*Instruction:* Rewrite the lines of the listing as a numbered list without blank lines, beginning with the line that contains "Target: white sea foam" and continuing through the end of the listing.

*Records provided:*
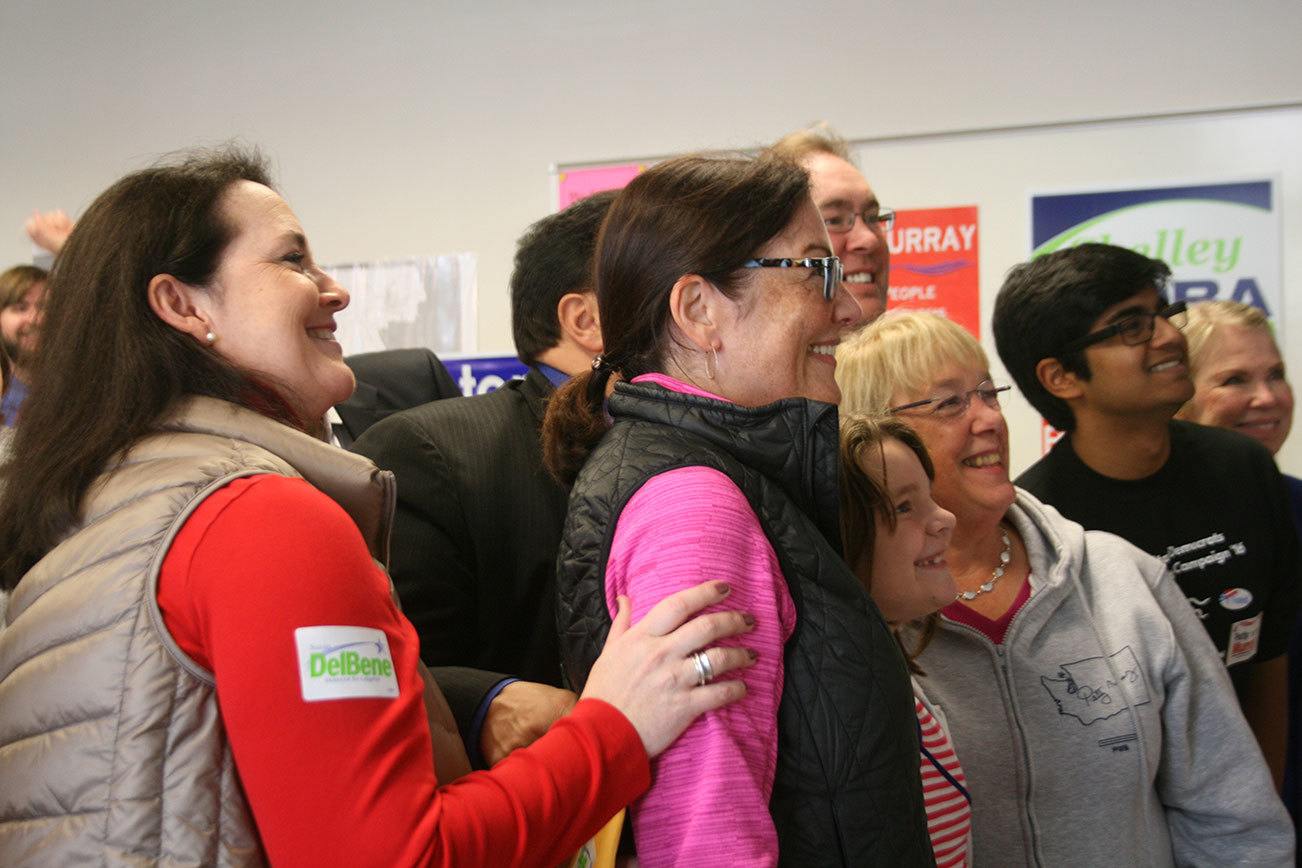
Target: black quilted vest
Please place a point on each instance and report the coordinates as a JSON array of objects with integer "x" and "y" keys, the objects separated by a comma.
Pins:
[{"x": 848, "y": 786}]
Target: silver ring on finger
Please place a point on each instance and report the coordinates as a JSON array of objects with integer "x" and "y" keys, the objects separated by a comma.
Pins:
[{"x": 705, "y": 670}]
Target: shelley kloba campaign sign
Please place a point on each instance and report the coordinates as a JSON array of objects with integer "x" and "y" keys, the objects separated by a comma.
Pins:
[{"x": 1220, "y": 240}]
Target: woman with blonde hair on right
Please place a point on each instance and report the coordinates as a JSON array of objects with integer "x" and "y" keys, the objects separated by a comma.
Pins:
[
  {"x": 1240, "y": 383},
  {"x": 1094, "y": 717}
]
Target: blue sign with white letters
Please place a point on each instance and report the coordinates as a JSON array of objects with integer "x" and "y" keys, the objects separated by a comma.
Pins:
[{"x": 483, "y": 374}]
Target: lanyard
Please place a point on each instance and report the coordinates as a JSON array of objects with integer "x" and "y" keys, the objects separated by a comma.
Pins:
[{"x": 940, "y": 768}]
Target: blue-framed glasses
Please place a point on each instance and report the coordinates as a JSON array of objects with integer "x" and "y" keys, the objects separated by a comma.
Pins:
[
  {"x": 951, "y": 405},
  {"x": 828, "y": 266}
]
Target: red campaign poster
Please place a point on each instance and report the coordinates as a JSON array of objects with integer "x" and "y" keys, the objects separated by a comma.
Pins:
[
  {"x": 934, "y": 263},
  {"x": 576, "y": 184}
]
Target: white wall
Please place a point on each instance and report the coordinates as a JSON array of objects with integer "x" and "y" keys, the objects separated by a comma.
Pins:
[{"x": 426, "y": 126}]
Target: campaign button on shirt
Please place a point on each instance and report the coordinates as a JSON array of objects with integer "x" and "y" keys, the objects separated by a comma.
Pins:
[{"x": 1236, "y": 599}]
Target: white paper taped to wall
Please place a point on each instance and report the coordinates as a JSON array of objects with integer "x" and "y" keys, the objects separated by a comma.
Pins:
[{"x": 421, "y": 301}]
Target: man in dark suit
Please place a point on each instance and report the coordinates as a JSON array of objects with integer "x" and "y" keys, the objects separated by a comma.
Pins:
[
  {"x": 478, "y": 518},
  {"x": 388, "y": 381}
]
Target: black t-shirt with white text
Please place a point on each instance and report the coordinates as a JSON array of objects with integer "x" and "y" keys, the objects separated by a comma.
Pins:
[{"x": 1216, "y": 514}]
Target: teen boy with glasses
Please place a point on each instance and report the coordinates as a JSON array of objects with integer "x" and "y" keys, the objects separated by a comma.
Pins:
[{"x": 1094, "y": 345}]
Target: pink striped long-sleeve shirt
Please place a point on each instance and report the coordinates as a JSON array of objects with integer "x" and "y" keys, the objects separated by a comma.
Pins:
[{"x": 708, "y": 798}]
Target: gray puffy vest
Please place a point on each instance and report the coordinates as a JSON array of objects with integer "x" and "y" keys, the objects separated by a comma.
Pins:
[
  {"x": 848, "y": 789},
  {"x": 112, "y": 748}
]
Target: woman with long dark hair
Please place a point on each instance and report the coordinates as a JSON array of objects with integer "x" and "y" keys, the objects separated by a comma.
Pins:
[
  {"x": 721, "y": 306},
  {"x": 203, "y": 663}
]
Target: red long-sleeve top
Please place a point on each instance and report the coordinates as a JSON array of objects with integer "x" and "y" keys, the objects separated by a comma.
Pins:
[{"x": 352, "y": 781}]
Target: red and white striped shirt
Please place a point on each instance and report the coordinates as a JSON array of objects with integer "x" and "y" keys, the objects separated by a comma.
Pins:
[{"x": 944, "y": 790}]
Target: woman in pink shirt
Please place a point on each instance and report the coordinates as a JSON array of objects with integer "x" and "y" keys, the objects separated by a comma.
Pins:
[{"x": 721, "y": 306}]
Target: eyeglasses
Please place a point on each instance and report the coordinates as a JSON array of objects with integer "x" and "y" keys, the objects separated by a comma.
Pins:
[
  {"x": 951, "y": 405},
  {"x": 840, "y": 220},
  {"x": 830, "y": 266},
  {"x": 1134, "y": 329}
]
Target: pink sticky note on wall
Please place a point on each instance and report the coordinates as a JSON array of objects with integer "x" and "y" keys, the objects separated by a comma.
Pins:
[{"x": 577, "y": 184}]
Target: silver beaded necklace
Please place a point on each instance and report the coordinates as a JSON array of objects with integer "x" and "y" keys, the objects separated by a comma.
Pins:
[{"x": 1004, "y": 557}]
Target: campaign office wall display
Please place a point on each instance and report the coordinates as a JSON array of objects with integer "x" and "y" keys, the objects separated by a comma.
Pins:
[
  {"x": 1003, "y": 169},
  {"x": 934, "y": 264},
  {"x": 1220, "y": 240},
  {"x": 576, "y": 184}
]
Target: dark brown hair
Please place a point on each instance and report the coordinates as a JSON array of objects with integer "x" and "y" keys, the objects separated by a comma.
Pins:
[
  {"x": 866, "y": 496},
  {"x": 107, "y": 366},
  {"x": 693, "y": 215},
  {"x": 5, "y": 376}
]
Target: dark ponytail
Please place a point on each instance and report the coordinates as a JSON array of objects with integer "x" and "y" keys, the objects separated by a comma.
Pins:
[{"x": 574, "y": 422}]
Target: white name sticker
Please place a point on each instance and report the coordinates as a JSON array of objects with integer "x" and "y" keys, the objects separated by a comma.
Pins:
[
  {"x": 345, "y": 663},
  {"x": 1242, "y": 640}
]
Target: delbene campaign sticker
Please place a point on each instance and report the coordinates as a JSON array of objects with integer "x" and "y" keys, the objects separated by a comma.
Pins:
[{"x": 344, "y": 663}]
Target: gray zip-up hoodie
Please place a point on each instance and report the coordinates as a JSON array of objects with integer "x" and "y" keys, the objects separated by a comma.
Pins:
[{"x": 1104, "y": 729}]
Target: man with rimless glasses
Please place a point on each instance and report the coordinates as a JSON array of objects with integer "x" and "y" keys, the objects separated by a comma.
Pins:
[
  {"x": 856, "y": 221},
  {"x": 1095, "y": 345}
]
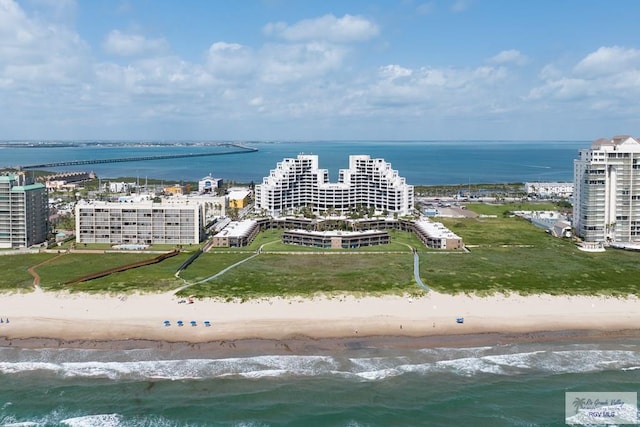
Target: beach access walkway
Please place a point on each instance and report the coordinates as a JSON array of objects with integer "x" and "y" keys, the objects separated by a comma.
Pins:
[{"x": 416, "y": 268}]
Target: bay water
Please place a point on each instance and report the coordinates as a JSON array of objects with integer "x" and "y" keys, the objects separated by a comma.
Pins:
[
  {"x": 514, "y": 384},
  {"x": 420, "y": 162}
]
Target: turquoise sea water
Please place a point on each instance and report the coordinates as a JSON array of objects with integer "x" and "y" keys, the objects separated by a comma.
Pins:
[
  {"x": 503, "y": 385},
  {"x": 420, "y": 162},
  {"x": 352, "y": 385}
]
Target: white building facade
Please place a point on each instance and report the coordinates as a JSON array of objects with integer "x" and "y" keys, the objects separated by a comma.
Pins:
[
  {"x": 606, "y": 206},
  {"x": 24, "y": 212},
  {"x": 367, "y": 184},
  {"x": 142, "y": 222}
]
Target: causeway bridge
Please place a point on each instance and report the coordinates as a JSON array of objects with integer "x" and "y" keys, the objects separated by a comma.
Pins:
[{"x": 237, "y": 149}]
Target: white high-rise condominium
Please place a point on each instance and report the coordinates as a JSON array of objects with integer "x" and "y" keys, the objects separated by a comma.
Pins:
[
  {"x": 24, "y": 212},
  {"x": 367, "y": 184},
  {"x": 606, "y": 206}
]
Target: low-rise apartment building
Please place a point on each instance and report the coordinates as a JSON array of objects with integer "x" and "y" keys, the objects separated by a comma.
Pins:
[{"x": 144, "y": 222}]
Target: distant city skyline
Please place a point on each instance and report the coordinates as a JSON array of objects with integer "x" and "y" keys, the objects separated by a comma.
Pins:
[{"x": 318, "y": 70}]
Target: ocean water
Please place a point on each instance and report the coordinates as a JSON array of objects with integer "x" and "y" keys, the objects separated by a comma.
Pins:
[
  {"x": 420, "y": 162},
  {"x": 358, "y": 384},
  {"x": 505, "y": 385}
]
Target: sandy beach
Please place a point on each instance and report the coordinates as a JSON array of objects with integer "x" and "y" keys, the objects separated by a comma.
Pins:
[{"x": 88, "y": 319}]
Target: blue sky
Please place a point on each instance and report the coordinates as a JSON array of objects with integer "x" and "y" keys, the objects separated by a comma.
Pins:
[{"x": 314, "y": 70}]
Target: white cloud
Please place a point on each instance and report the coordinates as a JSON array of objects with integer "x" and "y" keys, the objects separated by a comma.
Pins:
[
  {"x": 230, "y": 60},
  {"x": 347, "y": 29},
  {"x": 511, "y": 56},
  {"x": 123, "y": 44},
  {"x": 287, "y": 63},
  {"x": 608, "y": 60},
  {"x": 460, "y": 6},
  {"x": 426, "y": 8},
  {"x": 606, "y": 81},
  {"x": 392, "y": 72}
]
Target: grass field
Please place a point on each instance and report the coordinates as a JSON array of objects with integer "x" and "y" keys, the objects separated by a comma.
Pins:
[
  {"x": 305, "y": 275},
  {"x": 507, "y": 254}
]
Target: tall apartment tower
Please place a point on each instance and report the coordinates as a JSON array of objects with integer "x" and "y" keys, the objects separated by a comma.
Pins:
[
  {"x": 606, "y": 205},
  {"x": 368, "y": 183},
  {"x": 24, "y": 212}
]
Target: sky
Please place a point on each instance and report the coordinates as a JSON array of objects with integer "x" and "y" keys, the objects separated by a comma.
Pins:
[{"x": 313, "y": 70}]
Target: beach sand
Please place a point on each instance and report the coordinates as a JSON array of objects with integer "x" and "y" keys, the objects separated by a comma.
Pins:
[{"x": 41, "y": 319}]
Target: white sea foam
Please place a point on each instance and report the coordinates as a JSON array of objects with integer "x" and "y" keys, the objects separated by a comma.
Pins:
[
  {"x": 466, "y": 362},
  {"x": 101, "y": 420}
]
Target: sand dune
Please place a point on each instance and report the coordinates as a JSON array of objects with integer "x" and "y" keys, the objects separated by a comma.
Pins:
[{"x": 141, "y": 317}]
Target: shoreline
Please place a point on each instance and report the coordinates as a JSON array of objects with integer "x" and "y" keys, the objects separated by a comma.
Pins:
[
  {"x": 246, "y": 347},
  {"x": 40, "y": 319}
]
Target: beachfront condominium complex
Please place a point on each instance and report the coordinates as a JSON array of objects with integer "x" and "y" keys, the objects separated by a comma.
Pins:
[
  {"x": 369, "y": 184},
  {"x": 606, "y": 206},
  {"x": 24, "y": 212},
  {"x": 139, "y": 223}
]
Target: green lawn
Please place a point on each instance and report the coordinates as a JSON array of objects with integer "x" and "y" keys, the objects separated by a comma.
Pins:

*Completed task:*
1. Target: white sea foam
2. Please place a point on each instance and report the coordinates as a JSON array of objects with integer "x" and "y" keys, the objects separated by a comma.
3. Pins:
4. [
5.   {"x": 466, "y": 362},
6.   {"x": 101, "y": 420}
7. ]
8. Target: sand dune
9. Please place a point on each instance and report the coordinates as a JSON array of objects with integer "x" and "y" keys, the objects separated by a comma.
10. Pins:
11. [{"x": 141, "y": 317}]
12. Target: shoreline
13. Please place a point on each instance and report the coordinates as a JSON array of objects with integer "x" and "y" keys, the objects separated by a comma.
14. Pins:
15. [
16.   {"x": 246, "y": 347},
17.   {"x": 40, "y": 319}
18. ]
19. Target: beachfront condominium complex
20. Please place a point on each instance and report the coordinates as a JSON array of objects with integer "x" and "y" keys, the objects separated by a comma.
21. Pins:
22. [
23.   {"x": 369, "y": 184},
24.   {"x": 606, "y": 206},
25.   {"x": 24, "y": 212},
26.   {"x": 139, "y": 223}
27. ]
28. Target: green lawn
29. Please place a point on each instance and report the coordinates as a JSON array of objects with integer "x" and "y" keys, the objects separated by a comma.
30. Pins:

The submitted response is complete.